__What you should do__. Repeat each line of the material below without change.
====== Supplied data ======
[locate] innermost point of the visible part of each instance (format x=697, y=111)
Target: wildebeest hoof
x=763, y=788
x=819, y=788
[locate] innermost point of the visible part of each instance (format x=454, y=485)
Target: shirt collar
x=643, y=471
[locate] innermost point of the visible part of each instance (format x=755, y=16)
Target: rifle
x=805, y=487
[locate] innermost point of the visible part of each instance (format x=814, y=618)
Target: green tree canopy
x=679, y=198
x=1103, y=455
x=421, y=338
======
__Written response__.
[locate] innermost point of the visible part of each instance (format x=697, y=111)
Target: wildebeest hoof
x=763, y=788
x=819, y=788
[locate] innermost point of the visible part of each instance (format x=454, y=485)
Target: shirt collar
x=643, y=471
[locate] innermost point of the visible part of each instance (format x=755, y=16)
Target: rifle
x=805, y=487
[locate] innermost point of the visible part of each instance (format x=814, y=618)
Target: green tree canopy
x=679, y=198
x=1103, y=455
x=421, y=338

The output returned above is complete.